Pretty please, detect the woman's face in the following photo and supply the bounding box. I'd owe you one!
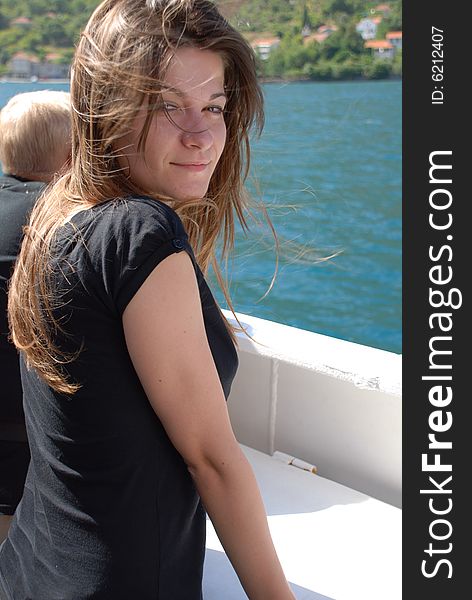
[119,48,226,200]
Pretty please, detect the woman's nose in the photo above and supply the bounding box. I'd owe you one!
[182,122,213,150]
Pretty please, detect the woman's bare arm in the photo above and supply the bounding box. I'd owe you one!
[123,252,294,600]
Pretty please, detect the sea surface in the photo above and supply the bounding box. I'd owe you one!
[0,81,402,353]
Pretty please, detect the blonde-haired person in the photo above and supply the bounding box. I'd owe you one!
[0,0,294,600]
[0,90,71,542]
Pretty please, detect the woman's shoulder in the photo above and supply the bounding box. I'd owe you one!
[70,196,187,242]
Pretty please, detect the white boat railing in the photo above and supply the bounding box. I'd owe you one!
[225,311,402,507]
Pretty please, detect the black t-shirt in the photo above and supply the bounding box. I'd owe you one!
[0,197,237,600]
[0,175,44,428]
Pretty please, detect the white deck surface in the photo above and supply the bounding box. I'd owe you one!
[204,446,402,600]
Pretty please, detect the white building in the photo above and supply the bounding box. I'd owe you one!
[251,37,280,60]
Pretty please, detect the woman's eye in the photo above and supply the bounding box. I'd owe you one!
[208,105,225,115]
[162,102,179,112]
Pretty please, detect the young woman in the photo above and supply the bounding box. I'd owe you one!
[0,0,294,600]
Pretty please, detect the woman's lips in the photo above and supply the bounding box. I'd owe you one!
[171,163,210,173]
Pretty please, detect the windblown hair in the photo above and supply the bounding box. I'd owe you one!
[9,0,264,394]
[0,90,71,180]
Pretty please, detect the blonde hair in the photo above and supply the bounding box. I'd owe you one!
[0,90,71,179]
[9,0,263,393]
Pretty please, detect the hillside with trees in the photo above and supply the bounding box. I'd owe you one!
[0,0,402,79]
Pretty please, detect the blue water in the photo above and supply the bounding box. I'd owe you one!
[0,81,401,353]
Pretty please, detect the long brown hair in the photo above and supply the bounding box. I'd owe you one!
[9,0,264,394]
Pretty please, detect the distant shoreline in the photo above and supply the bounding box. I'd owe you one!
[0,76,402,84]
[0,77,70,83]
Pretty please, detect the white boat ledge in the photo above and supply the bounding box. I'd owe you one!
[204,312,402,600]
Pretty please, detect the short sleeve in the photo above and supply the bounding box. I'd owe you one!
...
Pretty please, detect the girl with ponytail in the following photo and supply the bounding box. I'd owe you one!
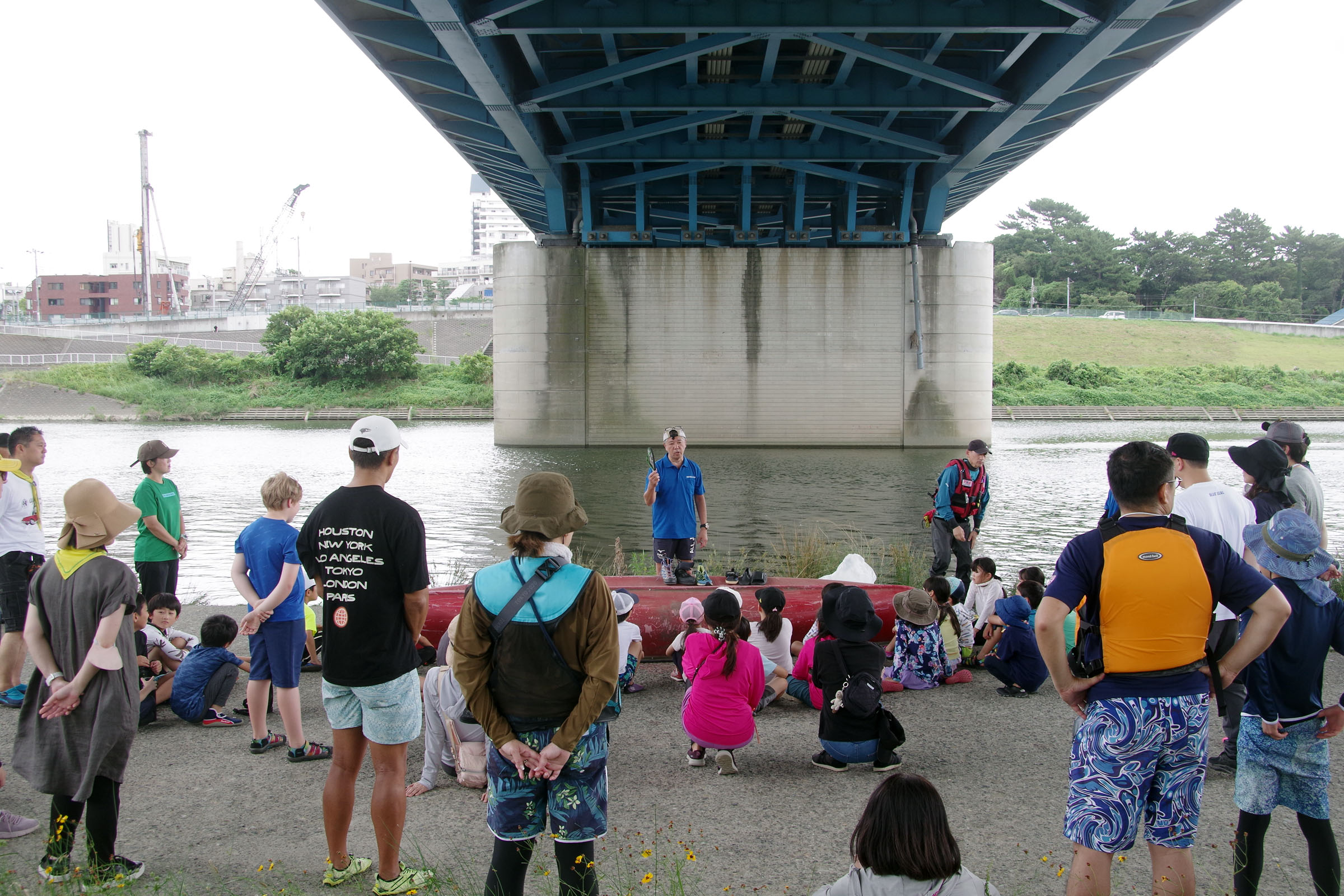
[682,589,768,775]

Given task:
Copy out each line of the items above that contains the string "with". Letter case counts.

Worked solution:
Pretty please, detect the hillside with trees in the photo above and supply the bounding box. I'd owe you one!
Pretty please, detect the girl with ponytail in the following photo and supply the bounding box. I'd owe you one!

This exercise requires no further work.